__STORED RECORDS__:
/---
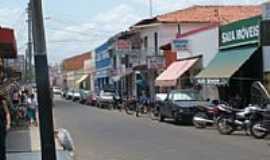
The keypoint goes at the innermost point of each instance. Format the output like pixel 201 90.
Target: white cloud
pixel 15 18
pixel 78 38
pixel 163 6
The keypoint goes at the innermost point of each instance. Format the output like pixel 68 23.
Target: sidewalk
pixel 25 145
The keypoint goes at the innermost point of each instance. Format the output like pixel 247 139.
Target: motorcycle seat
pixel 237 110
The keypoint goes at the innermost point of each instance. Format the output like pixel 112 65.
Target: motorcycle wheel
\---
__WHAT YOU HAVE TO DO__: Reproduce every line of the items above verbatim, in their original order, omitting the pictures.

__SOLVED PROBLEM__:
The keypoint goes at the innermost point of each instance. Format the output like pixel 201 90.
Target: white cloud
pixel 15 18
pixel 78 38
pixel 163 6
The keypoint goes at the innermost point of each instance. Format the output like pixel 68 23.
Target: sidewalk
pixel 25 145
The keypoint goes at the innermost point of each instance. Format the output like pixel 247 139.
Target: motorcycle seat
pixel 237 110
The keypoint goes at the innermost point of each instance. Format the output like pixel 112 65.
Target: motorcycle wheel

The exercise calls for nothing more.